Task objective
Repeat verbatim, and only, the lines of the data below, beginning at the line that contains "Where can the dry" and stopping after the line that contains "Where can the white wind".

------ Dataset excerpts ------

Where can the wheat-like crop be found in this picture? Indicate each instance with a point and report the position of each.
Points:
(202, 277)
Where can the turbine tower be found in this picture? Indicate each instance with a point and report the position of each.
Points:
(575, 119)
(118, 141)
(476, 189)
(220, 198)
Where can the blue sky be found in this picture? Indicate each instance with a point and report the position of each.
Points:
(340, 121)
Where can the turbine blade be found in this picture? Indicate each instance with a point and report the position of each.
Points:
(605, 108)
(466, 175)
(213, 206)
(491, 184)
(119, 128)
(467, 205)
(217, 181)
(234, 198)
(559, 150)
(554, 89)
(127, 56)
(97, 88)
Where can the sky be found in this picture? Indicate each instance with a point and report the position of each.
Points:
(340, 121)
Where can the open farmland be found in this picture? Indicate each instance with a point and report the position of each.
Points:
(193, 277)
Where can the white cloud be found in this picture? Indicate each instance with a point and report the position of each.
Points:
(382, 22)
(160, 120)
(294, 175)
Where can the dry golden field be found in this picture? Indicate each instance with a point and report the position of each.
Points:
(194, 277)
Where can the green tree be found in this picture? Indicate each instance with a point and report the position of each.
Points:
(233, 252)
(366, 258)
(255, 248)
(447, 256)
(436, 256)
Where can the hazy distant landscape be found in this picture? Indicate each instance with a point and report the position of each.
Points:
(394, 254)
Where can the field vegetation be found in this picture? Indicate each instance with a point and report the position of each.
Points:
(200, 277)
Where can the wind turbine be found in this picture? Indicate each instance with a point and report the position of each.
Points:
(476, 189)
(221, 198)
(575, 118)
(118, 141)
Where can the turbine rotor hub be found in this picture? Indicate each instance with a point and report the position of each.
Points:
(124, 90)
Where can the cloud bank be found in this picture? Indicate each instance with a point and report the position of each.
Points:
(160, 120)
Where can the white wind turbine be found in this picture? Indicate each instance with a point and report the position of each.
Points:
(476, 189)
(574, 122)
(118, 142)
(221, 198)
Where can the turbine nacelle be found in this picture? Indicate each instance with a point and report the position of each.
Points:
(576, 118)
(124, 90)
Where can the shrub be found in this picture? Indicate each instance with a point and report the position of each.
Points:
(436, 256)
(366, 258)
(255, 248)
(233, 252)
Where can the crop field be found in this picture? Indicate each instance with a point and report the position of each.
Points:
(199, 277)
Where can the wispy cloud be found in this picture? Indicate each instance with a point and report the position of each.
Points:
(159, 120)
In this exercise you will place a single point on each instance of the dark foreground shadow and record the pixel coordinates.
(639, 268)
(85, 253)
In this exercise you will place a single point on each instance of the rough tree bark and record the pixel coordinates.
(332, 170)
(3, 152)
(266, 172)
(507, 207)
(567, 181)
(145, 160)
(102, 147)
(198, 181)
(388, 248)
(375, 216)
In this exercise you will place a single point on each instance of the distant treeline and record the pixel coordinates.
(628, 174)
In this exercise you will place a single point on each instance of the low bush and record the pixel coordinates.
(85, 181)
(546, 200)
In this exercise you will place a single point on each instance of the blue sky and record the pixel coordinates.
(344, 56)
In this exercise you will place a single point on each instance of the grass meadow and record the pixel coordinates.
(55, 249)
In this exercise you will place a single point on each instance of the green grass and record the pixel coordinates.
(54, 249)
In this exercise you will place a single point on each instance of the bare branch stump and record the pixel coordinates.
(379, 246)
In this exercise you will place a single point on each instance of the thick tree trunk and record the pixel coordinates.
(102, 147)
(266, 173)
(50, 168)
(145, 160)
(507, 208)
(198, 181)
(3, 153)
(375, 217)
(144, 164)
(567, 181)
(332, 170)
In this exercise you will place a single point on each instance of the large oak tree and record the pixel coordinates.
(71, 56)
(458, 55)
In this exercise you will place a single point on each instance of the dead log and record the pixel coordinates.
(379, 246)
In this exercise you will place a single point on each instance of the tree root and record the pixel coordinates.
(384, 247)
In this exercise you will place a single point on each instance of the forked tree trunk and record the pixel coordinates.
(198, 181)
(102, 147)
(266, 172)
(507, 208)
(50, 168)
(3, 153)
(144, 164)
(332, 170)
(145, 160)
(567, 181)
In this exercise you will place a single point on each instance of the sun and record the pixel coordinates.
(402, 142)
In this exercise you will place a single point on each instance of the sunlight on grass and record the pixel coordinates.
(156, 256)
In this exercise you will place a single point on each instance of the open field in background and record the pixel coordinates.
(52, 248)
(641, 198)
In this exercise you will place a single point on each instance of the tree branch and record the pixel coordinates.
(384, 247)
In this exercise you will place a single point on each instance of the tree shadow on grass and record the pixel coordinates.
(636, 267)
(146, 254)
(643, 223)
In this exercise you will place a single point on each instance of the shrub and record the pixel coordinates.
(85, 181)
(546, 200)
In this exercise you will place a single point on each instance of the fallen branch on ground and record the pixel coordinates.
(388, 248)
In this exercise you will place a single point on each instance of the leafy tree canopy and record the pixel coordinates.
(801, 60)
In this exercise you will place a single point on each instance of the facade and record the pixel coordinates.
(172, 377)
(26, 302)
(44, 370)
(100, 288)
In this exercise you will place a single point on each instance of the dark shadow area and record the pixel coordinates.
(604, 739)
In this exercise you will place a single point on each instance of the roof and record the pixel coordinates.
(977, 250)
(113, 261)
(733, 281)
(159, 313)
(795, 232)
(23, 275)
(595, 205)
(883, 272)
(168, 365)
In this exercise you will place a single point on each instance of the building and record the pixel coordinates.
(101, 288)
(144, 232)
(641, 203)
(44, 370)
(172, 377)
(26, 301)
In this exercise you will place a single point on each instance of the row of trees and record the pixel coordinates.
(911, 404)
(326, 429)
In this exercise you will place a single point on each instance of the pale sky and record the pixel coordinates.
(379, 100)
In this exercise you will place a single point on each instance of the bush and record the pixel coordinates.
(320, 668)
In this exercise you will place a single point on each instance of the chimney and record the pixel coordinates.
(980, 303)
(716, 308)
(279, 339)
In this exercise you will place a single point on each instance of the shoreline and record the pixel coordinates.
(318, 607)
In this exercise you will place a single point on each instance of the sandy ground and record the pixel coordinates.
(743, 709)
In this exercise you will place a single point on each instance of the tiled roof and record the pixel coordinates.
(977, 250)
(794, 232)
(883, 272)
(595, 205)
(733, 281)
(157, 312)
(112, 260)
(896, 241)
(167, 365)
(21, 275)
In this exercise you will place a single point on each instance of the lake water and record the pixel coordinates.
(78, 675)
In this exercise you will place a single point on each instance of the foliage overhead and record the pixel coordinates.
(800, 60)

------

Response area
Where can the dry golden field be found in this picture? Indicate each instance with a point and report the position of each.
Points:
(194, 277)
Where can the green tree be found in this picture? Indicate each instance with a point and report the position of each.
Points:
(233, 252)
(366, 258)
(255, 248)
(447, 256)
(436, 256)
Where can the hazy distant landscape be found in this picture? Indicate each instance with a point and report the position of each.
Points:
(394, 254)
Where can the field vegetation be found in this picture? Indicate each instance with a point and report the position of each.
Points:
(200, 277)
Where can the wind turbine be found in this picture? Indicate each instance with a point and report the position of each.
Points:
(476, 189)
(221, 198)
(575, 118)
(118, 141)
Where can the turbine rotor hub be found in this picture? Indicate each instance with a point and report the position of each.
Points:
(124, 90)
Where can the cloud bank be found in this picture? Indicate each instance with a point and report the position of each.
Points:
(160, 120)
Where can the white wind turbine be found in this picture? Indicate each instance with a point and report the position of each.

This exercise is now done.